## EXERCISE PROMPT
When you write out the material, keep every line exactly as it is.

## DATA PROVIDED
- - - - -
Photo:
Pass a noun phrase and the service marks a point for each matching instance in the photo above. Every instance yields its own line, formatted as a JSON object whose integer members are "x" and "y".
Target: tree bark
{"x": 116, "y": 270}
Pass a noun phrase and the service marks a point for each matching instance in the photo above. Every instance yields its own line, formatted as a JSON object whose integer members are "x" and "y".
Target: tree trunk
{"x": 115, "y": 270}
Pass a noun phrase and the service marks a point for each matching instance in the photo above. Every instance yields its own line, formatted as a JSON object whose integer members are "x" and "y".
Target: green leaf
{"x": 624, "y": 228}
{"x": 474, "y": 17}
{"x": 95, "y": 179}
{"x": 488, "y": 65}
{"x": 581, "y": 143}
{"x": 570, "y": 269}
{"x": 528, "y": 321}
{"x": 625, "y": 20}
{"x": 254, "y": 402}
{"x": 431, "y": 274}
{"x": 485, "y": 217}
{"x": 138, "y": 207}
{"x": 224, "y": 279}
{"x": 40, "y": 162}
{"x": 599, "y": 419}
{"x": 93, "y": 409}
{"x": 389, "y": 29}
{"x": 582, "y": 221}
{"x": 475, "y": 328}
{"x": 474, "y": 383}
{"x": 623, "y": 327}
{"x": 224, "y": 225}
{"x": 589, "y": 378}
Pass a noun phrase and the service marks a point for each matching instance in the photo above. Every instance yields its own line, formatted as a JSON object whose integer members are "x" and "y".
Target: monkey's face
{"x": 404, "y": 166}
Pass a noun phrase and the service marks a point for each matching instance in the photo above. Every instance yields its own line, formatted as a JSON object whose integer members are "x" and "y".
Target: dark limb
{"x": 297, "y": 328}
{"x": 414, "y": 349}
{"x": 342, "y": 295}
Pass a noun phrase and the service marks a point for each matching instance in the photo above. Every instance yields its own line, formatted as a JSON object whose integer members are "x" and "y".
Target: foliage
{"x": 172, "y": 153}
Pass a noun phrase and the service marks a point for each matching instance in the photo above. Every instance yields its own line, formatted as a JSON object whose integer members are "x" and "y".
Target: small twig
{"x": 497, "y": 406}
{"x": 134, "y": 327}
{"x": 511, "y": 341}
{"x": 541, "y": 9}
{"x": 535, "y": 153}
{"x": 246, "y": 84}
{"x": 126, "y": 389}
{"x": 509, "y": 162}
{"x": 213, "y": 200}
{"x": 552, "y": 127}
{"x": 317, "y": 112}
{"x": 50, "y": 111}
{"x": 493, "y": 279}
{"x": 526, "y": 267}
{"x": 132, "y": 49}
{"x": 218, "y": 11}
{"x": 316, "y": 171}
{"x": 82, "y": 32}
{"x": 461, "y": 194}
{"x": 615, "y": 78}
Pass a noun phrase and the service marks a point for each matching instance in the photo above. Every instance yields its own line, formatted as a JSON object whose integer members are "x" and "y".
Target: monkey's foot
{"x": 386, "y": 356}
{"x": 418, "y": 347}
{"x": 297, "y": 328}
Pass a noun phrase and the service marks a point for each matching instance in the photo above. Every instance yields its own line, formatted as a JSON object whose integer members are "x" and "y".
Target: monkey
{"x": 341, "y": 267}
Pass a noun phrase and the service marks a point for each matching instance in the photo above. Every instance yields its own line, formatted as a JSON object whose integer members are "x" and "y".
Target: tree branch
- - - - -
## RESPONSE
Photo:
Pass a noun phrase and the service marks a point for each matching instance in the photo above. Every instance yields its own line, formatted as a JSON object whose integer members are "x" and "y".
Target: tree bark
{"x": 116, "y": 270}
Pass a noun phrase and the service marks a point for each matching instance in the photo above. Every instance yields its own line, formatted as a JSON object whose integer members are "x" and "y".
Target: tree trunk
{"x": 115, "y": 270}
Pass a noun phrase and the service marks a point for each matching instance in the photo above. Every instance yields its own line, formatted as a JSON object whose integer members are "x" and "y".
Target: green leaf
{"x": 624, "y": 228}
{"x": 474, "y": 17}
{"x": 95, "y": 179}
{"x": 488, "y": 65}
{"x": 581, "y": 143}
{"x": 570, "y": 269}
{"x": 528, "y": 321}
{"x": 625, "y": 20}
{"x": 254, "y": 402}
{"x": 431, "y": 274}
{"x": 485, "y": 217}
{"x": 138, "y": 207}
{"x": 224, "y": 279}
{"x": 40, "y": 162}
{"x": 599, "y": 419}
{"x": 93, "y": 409}
{"x": 389, "y": 29}
{"x": 582, "y": 221}
{"x": 475, "y": 328}
{"x": 474, "y": 383}
{"x": 623, "y": 327}
{"x": 224, "y": 225}
{"x": 589, "y": 378}
Pass a noun phrase and the service marks a point for each matching instance in the photo above. Every instance yields its own line, formatted as a JSON object whose integer members are "x" and "y".
Target: monkey's face
{"x": 404, "y": 166}
Pass a noun phrase and the service marks a point for each matching instance in the photo above. Every instance yields its own line, formatted as a JSON object whose integer members are "x" and "y".
Target: dark limb
{"x": 297, "y": 328}
{"x": 414, "y": 349}
{"x": 342, "y": 295}
Pass a noun phrase and the service marks a point for each matching instance in the photo above. Every instance yields its own line, formatted as a JSON object whose integer members are "x" and "y".
Target: foliage
{"x": 172, "y": 153}
Pass a noun phrase and the service marks a point for each matching instance in the photo above. Every instance yields its own line, formatted as a JSON object whose integer members are "x" and "y".
Target: small twig
{"x": 497, "y": 406}
{"x": 134, "y": 327}
{"x": 511, "y": 341}
{"x": 541, "y": 9}
{"x": 535, "y": 153}
{"x": 246, "y": 84}
{"x": 126, "y": 389}
{"x": 509, "y": 162}
{"x": 213, "y": 200}
{"x": 552, "y": 127}
{"x": 317, "y": 112}
{"x": 50, "y": 111}
{"x": 493, "y": 279}
{"x": 526, "y": 267}
{"x": 132, "y": 49}
{"x": 218, "y": 11}
{"x": 316, "y": 171}
{"x": 82, "y": 32}
{"x": 461, "y": 194}
{"x": 615, "y": 78}
Pass a noun phrase and the service marks a point for each matching instance in the photo above. Every instance yields its own line, formatted as a JSON object whose integer members are "x" and "y".
Target: monkey's foot
{"x": 386, "y": 356}
{"x": 418, "y": 347}
{"x": 297, "y": 328}
Pass a noun phrase and the service marks a point for each matching instance in the photo above. Every instance yields its own line, formatted as a JSON object whose integer members are "x" and "y".
Target: monkey
{"x": 341, "y": 267}
Pass a noun phrase and the service marks a point for each matching instance in the photo above. Every instance yields its own line, formatted as a JSON object whose integer members are "x" and "y".
Target: tree branch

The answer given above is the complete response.